Extrait à lire>
Je ne pouvais pas me rendre à Dublin sans saluer Stephen McGonigle. Et coup de chance: il était bien en Irlande lors de mon passage et non pas dans son atelier en Suisse. J'avais rencontré pour la première fois Stephen et son frère John à Paris lors du Salon Belles Montres en 2008 soit deux ans après la fondation de la marque McGonigle Watches. Je suis très nostalgique de ces bons moments où le salon parisien faisait l'événement et était le seul véritablement dédié aux clients finaux. Et quel plateau! Tous les principaux horlogers indépendants étaient présents dont les frères McGonigle qui présentaient à l'époque leur première montre Tourbillon développée sur la base d'une ébauche Claret. J'avais adoré cette montre, son esthétique, la forme de son pont de tourbillon, les aiguilles... tout simplement parce je ressentais cette inspiration irlandaise qui définissait une atmosphère unique.
En 2011, McGonigle Watches présenta la Tuscar, la première montre de la marque équipée d'un mouvement 100% maison. Plusieurs versions de la Tuscar furent depuis fabriquées (la One of Ten au cadran totalement ouvert puis la version Banu en or rose) jusqu'à la toute dernière en or gris. C'est cette montre que j'ai eu le plaisir de voir lors de ma rencontre avec Stephen.
Cela faisait quelques années que je n'avais pas revu une Tuscar Banu et en découvrant cette version en or gris, j'ai ressenti la même émotion que la première fois. Je considère cette pièce comme une des plus belles montres "simples" en provenance d'une marque indépendante. Je retrouve au premier coup d'oeil tous les éléments esthétiques qui m'avaient plu avec la montre tourbillon comme les somptueuses aiguilles, les chiffres et la forme originale du pont du balancier. Cette forme est différente de celle de la montre tourbillon et elle est ici encore plus singulière. Elle donne d'ailleurs son nom à la montre puisque "Tuskar Rock" désigne un groupe de rochers surmonté d'un phare se trouvant dans la mer d'Irlande. Et la forme du pont, agressive, a été inspirée par celle de ces rochers.

Consigne> Dans l'extrait sur les montres McGonigle, relevez s'il vous plaît les éléments esthétiques de la montre tourbillon que le texte dit retrouver sur la Tuscar Banu en or gris.

Données fournies>
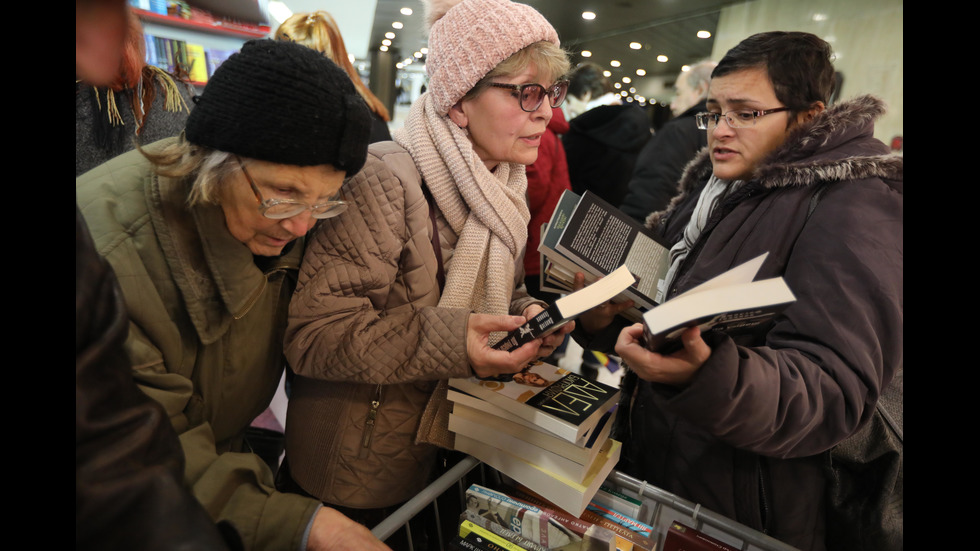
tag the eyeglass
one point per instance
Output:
(735, 119)
(280, 209)
(531, 96)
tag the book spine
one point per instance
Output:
(501, 531)
(620, 519)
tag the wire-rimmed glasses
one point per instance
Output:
(280, 209)
(736, 119)
(531, 96)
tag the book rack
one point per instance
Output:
(662, 508)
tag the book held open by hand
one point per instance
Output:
(731, 302)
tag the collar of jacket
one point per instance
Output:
(838, 145)
(216, 273)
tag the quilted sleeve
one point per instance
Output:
(365, 304)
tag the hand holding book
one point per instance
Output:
(676, 368)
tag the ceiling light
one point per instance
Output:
(279, 11)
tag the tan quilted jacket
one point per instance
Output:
(364, 329)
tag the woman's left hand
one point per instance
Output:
(550, 343)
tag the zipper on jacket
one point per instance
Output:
(763, 494)
(369, 424)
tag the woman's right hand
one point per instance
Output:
(487, 362)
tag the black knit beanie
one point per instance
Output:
(285, 103)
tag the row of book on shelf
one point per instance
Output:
(549, 429)
(184, 58)
(515, 518)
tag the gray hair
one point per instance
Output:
(208, 167)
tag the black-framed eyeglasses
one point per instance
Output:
(736, 119)
(531, 96)
(280, 209)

Tâche accomplie>
- les somptueuses aiguilles
- les chiffres
- la forme originale du pont du balancier